What this task involves:
Pull every line containing "queried" out of the listing below.

··· Records to use ···

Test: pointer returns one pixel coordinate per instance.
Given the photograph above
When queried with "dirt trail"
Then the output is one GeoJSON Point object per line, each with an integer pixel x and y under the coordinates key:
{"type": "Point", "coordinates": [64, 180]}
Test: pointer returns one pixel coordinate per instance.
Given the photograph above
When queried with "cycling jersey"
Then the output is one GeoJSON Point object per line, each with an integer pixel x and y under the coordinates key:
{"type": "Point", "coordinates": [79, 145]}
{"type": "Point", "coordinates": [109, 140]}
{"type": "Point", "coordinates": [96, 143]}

···
··· Records to use ···

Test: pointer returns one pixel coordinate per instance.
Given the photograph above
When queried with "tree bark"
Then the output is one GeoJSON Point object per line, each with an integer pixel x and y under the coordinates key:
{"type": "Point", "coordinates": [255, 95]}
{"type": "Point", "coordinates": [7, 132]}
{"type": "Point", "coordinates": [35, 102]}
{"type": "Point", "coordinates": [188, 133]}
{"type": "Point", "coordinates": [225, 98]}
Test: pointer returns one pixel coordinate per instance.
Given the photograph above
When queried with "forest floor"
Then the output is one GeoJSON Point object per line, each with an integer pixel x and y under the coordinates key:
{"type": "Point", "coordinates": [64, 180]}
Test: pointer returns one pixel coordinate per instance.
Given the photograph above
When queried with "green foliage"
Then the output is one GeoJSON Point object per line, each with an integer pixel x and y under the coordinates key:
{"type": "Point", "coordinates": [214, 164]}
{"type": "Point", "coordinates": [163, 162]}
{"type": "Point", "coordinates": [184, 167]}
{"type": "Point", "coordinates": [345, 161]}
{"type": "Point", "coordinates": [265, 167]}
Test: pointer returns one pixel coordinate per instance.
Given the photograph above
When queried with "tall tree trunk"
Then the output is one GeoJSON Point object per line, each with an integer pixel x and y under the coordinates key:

···

Result:
When queried with "dirt trail"
When queried with "cycling jersey"
When queried with "tree bark"
When queried with "forest floor"
When queried with "green foliage"
When queried with "tall tree trunk"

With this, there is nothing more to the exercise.